DIRECTION ▸ Locate every line below containing the string "grass" and copy each one in full.

─── DATA FOR THIS EXERCISE

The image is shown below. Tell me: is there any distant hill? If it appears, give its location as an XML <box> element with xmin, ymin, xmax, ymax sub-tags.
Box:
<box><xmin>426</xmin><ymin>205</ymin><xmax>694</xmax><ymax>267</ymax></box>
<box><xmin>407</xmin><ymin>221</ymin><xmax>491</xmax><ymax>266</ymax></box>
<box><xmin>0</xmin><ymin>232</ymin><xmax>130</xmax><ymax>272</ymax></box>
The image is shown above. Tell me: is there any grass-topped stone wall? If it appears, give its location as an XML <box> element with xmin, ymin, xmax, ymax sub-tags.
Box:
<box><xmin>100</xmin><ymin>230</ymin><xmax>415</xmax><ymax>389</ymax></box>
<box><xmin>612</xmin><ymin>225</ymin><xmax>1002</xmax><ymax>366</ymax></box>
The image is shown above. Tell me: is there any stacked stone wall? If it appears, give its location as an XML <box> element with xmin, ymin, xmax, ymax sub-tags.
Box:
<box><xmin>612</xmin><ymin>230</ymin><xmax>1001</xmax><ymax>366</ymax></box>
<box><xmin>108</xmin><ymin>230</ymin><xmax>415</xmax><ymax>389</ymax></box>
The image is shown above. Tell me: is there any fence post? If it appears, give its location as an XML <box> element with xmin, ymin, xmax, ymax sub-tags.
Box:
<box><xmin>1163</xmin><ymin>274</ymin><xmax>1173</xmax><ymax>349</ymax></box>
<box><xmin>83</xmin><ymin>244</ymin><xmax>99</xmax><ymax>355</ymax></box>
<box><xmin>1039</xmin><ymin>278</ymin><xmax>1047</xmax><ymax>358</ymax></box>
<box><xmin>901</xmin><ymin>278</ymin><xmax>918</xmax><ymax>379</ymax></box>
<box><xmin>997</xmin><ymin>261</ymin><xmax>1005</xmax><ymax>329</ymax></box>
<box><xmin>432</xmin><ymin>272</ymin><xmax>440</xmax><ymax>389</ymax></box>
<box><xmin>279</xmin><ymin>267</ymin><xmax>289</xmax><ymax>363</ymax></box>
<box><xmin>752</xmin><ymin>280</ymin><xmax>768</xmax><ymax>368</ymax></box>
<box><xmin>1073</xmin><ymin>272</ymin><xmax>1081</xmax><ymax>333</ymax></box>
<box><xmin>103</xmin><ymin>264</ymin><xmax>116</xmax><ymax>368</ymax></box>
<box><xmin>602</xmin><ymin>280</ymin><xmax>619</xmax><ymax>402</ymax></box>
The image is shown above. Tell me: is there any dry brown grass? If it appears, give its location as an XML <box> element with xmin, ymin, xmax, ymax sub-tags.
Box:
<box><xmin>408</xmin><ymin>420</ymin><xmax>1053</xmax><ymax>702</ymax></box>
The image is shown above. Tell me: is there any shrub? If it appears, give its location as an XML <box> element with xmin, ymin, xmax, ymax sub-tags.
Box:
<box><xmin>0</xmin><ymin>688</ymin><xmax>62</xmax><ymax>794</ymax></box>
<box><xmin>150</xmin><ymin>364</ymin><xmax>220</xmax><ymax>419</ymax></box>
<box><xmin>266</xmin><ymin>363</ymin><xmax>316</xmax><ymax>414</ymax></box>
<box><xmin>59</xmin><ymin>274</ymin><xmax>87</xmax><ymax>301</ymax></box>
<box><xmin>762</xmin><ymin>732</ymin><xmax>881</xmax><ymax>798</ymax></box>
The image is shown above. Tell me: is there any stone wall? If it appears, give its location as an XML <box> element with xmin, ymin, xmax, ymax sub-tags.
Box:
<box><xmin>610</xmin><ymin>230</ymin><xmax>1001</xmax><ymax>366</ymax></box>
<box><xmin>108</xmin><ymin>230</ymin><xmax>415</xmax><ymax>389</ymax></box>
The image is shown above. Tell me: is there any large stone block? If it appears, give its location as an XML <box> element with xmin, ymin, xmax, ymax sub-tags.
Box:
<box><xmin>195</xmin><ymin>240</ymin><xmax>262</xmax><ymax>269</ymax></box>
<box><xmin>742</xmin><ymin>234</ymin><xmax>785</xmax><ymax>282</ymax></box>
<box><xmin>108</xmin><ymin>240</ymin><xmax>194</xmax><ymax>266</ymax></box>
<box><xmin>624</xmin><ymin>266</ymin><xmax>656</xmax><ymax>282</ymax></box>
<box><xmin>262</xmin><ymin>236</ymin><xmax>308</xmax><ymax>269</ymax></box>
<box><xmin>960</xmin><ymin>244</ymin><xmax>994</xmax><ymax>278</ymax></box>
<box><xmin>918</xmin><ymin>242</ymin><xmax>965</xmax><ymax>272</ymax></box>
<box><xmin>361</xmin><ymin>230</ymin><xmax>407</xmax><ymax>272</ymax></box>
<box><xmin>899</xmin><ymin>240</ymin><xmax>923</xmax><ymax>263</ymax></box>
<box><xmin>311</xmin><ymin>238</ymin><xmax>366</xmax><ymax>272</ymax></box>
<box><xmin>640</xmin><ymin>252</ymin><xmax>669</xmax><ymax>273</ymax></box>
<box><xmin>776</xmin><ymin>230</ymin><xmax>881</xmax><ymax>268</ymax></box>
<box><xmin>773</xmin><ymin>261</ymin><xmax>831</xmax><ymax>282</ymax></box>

──────

FINISHED ANSWER ▸
The image is shown above. Tell me: is there any grass-topped stone wall? If it appears, give its location as an XML <box> element with xmin, ymin, xmax, ymax sub-tags.
The image is shown above. Tell me: is there any dry brown grass? If it appears, give its location as an XML <box> element with xmin, ymin, xmax, ymax sub-tags.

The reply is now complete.